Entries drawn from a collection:
* start *

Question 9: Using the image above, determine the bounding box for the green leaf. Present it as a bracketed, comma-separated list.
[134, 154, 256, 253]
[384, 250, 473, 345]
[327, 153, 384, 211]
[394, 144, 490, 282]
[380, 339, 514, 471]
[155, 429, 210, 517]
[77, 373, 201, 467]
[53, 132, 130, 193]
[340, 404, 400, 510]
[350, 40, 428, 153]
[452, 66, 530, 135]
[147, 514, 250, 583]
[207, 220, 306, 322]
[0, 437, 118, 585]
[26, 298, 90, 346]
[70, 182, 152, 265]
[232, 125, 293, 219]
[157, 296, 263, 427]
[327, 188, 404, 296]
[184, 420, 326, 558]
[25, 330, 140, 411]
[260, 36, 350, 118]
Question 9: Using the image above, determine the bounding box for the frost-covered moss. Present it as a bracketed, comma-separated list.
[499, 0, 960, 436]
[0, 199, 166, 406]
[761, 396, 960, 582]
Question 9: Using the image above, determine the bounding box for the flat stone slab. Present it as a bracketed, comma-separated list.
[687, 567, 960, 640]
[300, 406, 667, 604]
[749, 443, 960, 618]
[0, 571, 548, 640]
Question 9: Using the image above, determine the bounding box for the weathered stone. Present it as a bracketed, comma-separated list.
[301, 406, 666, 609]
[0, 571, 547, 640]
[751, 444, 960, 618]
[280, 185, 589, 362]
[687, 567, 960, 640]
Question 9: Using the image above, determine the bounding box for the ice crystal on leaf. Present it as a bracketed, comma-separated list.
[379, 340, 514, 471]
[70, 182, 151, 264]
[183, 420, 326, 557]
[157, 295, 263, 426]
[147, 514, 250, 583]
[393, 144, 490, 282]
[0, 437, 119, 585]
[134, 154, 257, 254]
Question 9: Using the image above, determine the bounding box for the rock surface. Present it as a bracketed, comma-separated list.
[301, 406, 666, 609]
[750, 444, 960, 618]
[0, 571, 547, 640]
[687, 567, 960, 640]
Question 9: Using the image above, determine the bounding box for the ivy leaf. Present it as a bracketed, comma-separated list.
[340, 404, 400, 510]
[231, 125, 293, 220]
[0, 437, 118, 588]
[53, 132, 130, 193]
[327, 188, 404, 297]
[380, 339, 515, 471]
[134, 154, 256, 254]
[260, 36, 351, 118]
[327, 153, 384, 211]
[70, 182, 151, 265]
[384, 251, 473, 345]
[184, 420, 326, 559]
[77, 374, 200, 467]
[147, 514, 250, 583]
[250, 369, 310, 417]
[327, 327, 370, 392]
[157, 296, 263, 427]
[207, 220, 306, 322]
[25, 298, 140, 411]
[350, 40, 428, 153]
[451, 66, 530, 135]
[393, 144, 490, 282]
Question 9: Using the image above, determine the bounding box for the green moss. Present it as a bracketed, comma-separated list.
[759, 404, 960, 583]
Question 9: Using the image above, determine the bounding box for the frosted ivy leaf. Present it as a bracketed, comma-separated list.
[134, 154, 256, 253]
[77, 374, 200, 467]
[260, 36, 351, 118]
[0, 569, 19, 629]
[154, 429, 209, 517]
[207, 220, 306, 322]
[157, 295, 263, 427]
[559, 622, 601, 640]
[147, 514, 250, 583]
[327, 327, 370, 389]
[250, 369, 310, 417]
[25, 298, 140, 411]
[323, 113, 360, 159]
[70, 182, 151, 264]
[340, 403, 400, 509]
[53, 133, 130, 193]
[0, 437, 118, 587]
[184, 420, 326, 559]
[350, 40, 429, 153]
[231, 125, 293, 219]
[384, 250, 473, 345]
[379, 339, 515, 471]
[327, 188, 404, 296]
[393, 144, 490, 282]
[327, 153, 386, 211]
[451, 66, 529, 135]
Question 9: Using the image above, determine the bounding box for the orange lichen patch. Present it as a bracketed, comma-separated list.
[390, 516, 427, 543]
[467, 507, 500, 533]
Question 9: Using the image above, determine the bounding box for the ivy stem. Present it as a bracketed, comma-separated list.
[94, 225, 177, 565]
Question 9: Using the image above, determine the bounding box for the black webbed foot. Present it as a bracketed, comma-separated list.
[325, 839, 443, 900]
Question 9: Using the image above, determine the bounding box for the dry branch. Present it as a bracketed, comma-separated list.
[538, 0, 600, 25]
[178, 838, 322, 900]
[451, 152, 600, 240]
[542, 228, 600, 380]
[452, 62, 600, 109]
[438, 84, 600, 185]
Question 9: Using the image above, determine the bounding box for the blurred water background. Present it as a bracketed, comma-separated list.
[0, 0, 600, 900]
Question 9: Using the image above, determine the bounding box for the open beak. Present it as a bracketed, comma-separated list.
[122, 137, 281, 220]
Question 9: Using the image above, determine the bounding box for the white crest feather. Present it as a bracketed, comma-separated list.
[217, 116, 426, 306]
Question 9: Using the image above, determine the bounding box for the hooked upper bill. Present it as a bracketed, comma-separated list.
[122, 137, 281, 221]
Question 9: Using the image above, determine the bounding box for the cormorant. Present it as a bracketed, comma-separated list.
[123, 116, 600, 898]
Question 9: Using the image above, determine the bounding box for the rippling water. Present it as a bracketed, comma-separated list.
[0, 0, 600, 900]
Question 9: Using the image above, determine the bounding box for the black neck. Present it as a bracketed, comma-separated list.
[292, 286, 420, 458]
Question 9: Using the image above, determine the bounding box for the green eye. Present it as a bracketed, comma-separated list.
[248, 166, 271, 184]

* end *

Quote every line of the entries above verbatim.

Question 9: Using the image above, determine the bounding box for the green leaf. Present it as a bracketed, comma-separated list.
[134, 154, 256, 253]
[384, 250, 473, 345]
[327, 153, 384, 211]
[394, 144, 490, 282]
[380, 339, 514, 471]
[155, 429, 210, 517]
[77, 373, 201, 467]
[53, 132, 130, 193]
[340, 404, 400, 510]
[350, 40, 428, 153]
[452, 66, 530, 135]
[147, 514, 250, 583]
[207, 220, 306, 322]
[0, 437, 118, 585]
[26, 298, 90, 346]
[70, 182, 152, 265]
[232, 125, 293, 219]
[157, 296, 263, 427]
[327, 188, 404, 296]
[184, 420, 326, 558]
[25, 330, 140, 411]
[260, 36, 350, 118]
Question 9: Using the image above, determine the bounding box for the frost-covered moss. Present it as a bracketed, comma-separated list.
[499, 0, 960, 436]
[0, 199, 166, 406]
[761, 396, 960, 582]
Question 9: Using the image above, determine the bounding box for the flat stone slab. Present it as a bracketed, comma-separated list.
[687, 567, 960, 640]
[300, 406, 667, 604]
[749, 443, 960, 618]
[0, 571, 548, 640]
Question 9: Using the image above, determine the bounding box for the weathered stone. Present it as a bracketed, comma-separated list.
[301, 406, 666, 609]
[0, 571, 547, 640]
[751, 444, 960, 618]
[280, 185, 589, 362]
[687, 567, 960, 640]
Question 9: Using the image above, determine the bounding box for the ice crystal on leaf. Present it as a bracketed, comma-separated list.
[379, 340, 514, 471]
[70, 182, 151, 264]
[183, 420, 326, 557]
[157, 295, 263, 426]
[147, 514, 250, 583]
[393, 144, 490, 282]
[0, 437, 119, 585]
[134, 154, 257, 254]
Question 9: Using the image above, determine the bounding box for the rock surface. Present it as a bracketed, comma-separated list.
[301, 406, 666, 609]
[750, 444, 960, 618]
[0, 571, 547, 640]
[687, 567, 960, 640]
Question 9: Using the image above, determine the bounding box for the ivy leaf. Present it as a bracketed, comma-separated list.
[340, 404, 400, 510]
[231, 125, 293, 220]
[0, 437, 118, 588]
[53, 132, 130, 193]
[327, 188, 404, 297]
[380, 339, 515, 471]
[134, 154, 256, 254]
[260, 36, 351, 118]
[327, 153, 384, 211]
[70, 182, 151, 265]
[384, 251, 473, 345]
[184, 420, 326, 559]
[77, 374, 200, 467]
[147, 514, 250, 583]
[250, 369, 310, 417]
[327, 327, 370, 392]
[157, 296, 263, 427]
[207, 220, 306, 322]
[25, 298, 140, 411]
[350, 40, 428, 153]
[451, 66, 530, 135]
[393, 144, 490, 282]
Question 9: Using the image above, determine the bounding box for the green moss. Present it as a bracketed, comma-separated list.
[759, 404, 960, 583]
Question 9: Using the image above, determine the bounding box for the frosted ivy leaf. Present it as a bracketed, comma-separated list.
[134, 154, 256, 253]
[77, 374, 200, 467]
[260, 36, 351, 118]
[0, 569, 19, 629]
[154, 429, 209, 517]
[207, 220, 306, 322]
[157, 295, 263, 427]
[559, 622, 601, 640]
[147, 514, 250, 583]
[327, 327, 370, 389]
[250, 369, 310, 417]
[25, 298, 140, 411]
[323, 113, 360, 159]
[70, 182, 151, 264]
[340, 403, 400, 509]
[53, 133, 130, 193]
[0, 437, 118, 587]
[184, 420, 326, 559]
[350, 40, 429, 153]
[231, 125, 293, 219]
[384, 250, 473, 345]
[379, 339, 515, 471]
[327, 188, 404, 296]
[393, 144, 490, 282]
[327, 153, 386, 211]
[451, 66, 529, 135]
Question 9: Using the image above, determine the bounding box for the orange lichen patch. Present it as a bracketed, comma-separated list.
[390, 516, 427, 543]
[467, 507, 500, 533]
Question 9: Using the image above, determine the bounding box for the ivy stem. Present it as a bracketed, comma-separated list.
[94, 225, 177, 565]
Question 9: Using the image above, determine the bounding box for the black webbed foot. Present it as a bracketed, comma-separated list.
[325, 839, 443, 900]
Question 9: Using the image above, determine the bounding box for the dry branch. Present it as a bracketed, comma-separated list.
[538, 0, 600, 25]
[178, 838, 322, 900]
[451, 152, 600, 240]
[542, 228, 600, 380]
[452, 62, 600, 109]
[438, 84, 600, 185]
Question 9: Using the image above, determine the bounding box for the blurred water background. Present it as a bracketed, comma-separated list.
[0, 0, 600, 900]
Question 9: Using the image above, determine the bounding box for the open beak. Present it as a bracketed, comma-separated list.
[122, 137, 281, 220]
Question 9: Using the image above, determine the bounding box for the white crest feather. Present it as a bracketed, comma-separated list.
[217, 116, 426, 306]
Question 9: Using the image above, determine the bounding box for the hooked upper bill. Present it as a bracketed, comma-separated list.
[122, 137, 281, 221]
Question 9: Using the image above, determine the bounding box for the cormorant. Present it as a bracketed, comma-separated list.
[123, 116, 600, 898]
Question 9: Using the image above, determine the bounding box for the rippling water. Present it as a bracketed, comma-separated list.
[0, 0, 600, 900]
Question 9: Using the image above, determine the bounding box for the black neck. Present it as a bracketed, comma-separated list.
[292, 286, 420, 458]
Question 9: Using the image above, determine the bounding box for the green eye. Present it as a bracketed, comma-separated list.
[248, 166, 271, 184]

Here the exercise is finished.